■ **Task description**: Locate every line in the records below that contains the word "raised" and copy each of those lines.

___ Listing ___

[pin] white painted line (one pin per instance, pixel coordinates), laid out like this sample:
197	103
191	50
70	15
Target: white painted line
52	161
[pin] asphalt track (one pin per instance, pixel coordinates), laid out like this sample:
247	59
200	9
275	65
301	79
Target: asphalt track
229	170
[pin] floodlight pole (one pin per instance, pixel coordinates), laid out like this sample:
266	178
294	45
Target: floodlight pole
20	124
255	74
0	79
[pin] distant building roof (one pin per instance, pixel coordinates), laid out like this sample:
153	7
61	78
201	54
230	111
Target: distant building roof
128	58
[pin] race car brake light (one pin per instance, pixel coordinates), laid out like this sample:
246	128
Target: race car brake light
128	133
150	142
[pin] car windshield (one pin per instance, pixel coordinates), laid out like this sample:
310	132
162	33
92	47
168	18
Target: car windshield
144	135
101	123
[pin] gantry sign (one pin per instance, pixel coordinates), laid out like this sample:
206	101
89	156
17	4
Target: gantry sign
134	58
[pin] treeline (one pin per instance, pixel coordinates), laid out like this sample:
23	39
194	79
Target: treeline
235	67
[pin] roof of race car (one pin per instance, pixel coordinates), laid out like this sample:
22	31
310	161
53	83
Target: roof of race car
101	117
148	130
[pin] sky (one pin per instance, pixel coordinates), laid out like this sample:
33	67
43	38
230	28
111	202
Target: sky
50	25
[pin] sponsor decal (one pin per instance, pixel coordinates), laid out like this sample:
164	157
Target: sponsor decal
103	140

___
___ Listing ___

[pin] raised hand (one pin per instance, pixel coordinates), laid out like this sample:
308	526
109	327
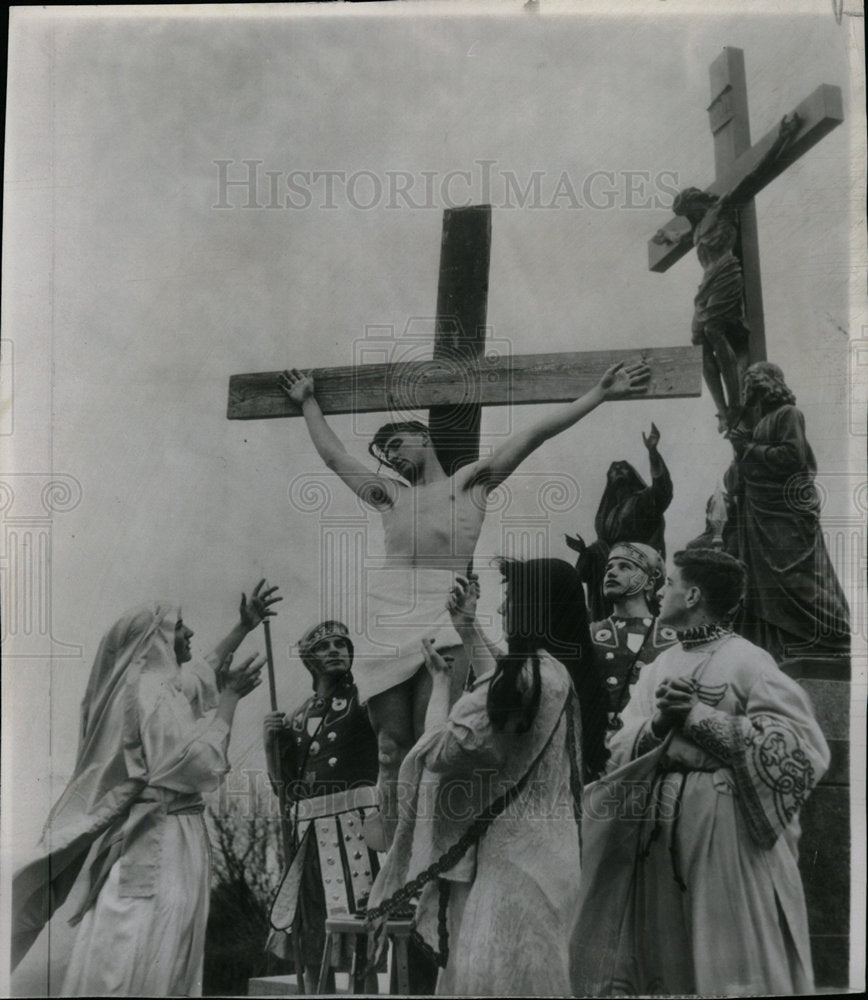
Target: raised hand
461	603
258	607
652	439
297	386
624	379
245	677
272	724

___

■ **Answer to this exercise**:
[pin] raised hand (one pin per instance, pixel coordinates), laid out like this sample:
Target: raised hand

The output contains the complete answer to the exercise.